Библиофилы - обычно натуры деятельные, темпераментные. Они неукротимы в своем стремлении раскопать в курганах книг самый желанный для себя экземпляр. Но стоит лишь поставить его на полку, как тотчас заноет у них сердце в тоске по очередным дезидератам - и эта страсть к обладанию заветными, пока еще не разысканными изданиями совершенно неутолима.
Вот и Борис Хайкин, мой добрый знакомец из ближнего Подмосковья… Он неутомимый добытчик печатных раритетов, прежде всего стихотворных сборников. Его завораживает само чудо ритмически организованной речи, тайна зарождения образной реальности. В его коллекции представлены отменные образцы отечественной поэзии последних двух столетий.
Борис Абрамович, по счастью, не относится к типу обычных скопидомов, с их загребущими руками. Он зачастую радует приятелей неожиданными презентами - это могут подтвердить и его коллеги по столичному клубу, именуемому «Библиофильским ульем». Перепадает от Борисовых щедрот и автору сего этюда. Последняя наша встреча с Хайкиным произошла в Москве, на новейшем книжном фестивале «Красная площадь», и в память о ней осталась в моем собрании 16-страничная брошюрка с залихватским названием - «Ну, веселей!». Она, можно сказать, возвратилась в родимое лоно: ведь была произведена на свет в губернском граде Воронеж иждивением здешнего студенческого землячества в январе 1916 года.
Шла мировая война, с фронтов приходили далеко не утешительные вести, а бесшабашное юношество не отказывало себе в удовольствии порезвиться: молодая кровь бурлила в жилах! На литографированной обложке изображен студент-правовед с кипой учебников в руках, между тем как из карманов его форменной тужурки выглядывает горлышко бутылки и свисает гирлянда сосисок. Вольная студенческая братия, съехавшаяся домой на зимние вакации, отмечала побывку разнообразными забавами, отчасти гастрономического свойства…
Подаренная Хайкиным книжица заставила меня вспомнить грустную историю священнического гнездовья, разворошенного буйными революционными ветрами.

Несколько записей
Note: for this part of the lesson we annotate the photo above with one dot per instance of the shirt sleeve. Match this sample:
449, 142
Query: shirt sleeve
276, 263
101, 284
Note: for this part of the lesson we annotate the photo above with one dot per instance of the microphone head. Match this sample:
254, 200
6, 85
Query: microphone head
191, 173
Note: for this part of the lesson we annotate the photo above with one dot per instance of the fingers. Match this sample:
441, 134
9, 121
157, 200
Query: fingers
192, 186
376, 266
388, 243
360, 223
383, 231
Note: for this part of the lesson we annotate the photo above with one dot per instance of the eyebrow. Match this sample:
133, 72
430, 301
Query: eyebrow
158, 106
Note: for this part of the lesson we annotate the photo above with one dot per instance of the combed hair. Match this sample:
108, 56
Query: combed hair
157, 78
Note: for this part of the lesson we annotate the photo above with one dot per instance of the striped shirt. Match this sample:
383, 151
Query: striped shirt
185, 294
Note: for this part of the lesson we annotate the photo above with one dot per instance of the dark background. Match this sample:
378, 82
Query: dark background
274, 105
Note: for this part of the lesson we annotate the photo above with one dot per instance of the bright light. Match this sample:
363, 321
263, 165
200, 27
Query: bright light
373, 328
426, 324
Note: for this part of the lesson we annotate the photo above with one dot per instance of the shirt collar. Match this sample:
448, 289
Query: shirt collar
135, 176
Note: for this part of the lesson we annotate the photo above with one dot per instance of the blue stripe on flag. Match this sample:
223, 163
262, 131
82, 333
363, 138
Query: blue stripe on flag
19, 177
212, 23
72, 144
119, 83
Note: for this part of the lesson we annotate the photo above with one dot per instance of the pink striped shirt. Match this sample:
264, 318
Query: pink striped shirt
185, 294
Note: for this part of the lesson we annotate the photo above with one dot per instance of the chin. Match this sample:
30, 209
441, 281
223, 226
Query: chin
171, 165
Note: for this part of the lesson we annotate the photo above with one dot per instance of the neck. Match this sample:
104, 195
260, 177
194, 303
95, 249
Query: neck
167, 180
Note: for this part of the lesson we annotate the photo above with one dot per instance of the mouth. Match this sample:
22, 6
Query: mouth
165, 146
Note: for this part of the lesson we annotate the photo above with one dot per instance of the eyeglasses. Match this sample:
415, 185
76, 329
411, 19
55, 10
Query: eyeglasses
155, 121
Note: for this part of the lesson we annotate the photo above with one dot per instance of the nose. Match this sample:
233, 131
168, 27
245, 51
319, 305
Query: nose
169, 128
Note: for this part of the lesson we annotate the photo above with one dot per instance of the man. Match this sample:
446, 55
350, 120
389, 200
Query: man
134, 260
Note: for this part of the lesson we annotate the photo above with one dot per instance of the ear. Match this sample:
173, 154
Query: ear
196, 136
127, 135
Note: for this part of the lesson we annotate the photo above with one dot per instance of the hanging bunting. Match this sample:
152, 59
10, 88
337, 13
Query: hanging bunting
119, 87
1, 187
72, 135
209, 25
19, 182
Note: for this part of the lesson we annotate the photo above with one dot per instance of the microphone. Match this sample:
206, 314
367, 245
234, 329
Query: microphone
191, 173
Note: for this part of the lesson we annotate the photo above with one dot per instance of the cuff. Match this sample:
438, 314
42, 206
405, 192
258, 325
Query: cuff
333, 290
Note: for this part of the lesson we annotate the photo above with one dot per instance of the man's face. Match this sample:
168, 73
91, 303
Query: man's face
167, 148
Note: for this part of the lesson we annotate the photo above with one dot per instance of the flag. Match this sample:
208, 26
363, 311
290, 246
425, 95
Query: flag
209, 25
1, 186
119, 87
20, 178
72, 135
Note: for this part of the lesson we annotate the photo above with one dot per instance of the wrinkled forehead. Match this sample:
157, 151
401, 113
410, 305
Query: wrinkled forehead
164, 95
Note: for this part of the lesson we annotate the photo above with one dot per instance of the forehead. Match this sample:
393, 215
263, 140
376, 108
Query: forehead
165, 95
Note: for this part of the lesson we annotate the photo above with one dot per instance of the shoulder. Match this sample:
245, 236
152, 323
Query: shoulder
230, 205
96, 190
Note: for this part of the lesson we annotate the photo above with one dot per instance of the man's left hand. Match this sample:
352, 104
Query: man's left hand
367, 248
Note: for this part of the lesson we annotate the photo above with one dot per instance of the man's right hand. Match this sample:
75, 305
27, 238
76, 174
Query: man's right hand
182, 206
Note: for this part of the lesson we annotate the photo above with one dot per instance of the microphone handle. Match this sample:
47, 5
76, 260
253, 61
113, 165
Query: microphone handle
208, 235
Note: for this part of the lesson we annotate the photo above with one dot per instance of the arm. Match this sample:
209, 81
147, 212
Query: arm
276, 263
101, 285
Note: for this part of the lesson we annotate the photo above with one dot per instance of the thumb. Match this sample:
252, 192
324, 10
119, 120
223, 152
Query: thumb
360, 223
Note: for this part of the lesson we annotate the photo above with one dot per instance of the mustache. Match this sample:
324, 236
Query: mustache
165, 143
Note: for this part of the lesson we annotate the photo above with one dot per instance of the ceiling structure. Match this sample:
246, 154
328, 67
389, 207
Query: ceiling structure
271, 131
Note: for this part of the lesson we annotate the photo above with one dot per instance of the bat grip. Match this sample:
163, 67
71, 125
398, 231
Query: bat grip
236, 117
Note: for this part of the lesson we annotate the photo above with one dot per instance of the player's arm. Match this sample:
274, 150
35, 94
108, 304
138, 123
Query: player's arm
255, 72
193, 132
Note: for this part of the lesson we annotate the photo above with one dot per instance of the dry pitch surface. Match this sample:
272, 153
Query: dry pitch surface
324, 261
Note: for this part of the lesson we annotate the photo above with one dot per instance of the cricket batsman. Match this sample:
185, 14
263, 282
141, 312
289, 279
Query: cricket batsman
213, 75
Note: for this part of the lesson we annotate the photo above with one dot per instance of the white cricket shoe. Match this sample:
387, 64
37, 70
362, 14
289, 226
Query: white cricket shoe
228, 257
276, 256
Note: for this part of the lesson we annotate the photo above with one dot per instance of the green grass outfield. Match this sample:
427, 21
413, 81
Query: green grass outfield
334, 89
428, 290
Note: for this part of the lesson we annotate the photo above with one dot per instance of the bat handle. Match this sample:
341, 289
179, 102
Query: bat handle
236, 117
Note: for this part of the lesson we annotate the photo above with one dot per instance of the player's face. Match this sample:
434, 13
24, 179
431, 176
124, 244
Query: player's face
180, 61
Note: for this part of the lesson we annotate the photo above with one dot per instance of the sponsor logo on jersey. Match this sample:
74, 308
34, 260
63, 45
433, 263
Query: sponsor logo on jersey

Что требуется:
Где и когда, согласно отрывку о библиофилах, была выпущена брошюра «Ну, веселей!»? Эти записи для работы не понадобятся.

Ответ:
В Воронеже, в январе 1916 года.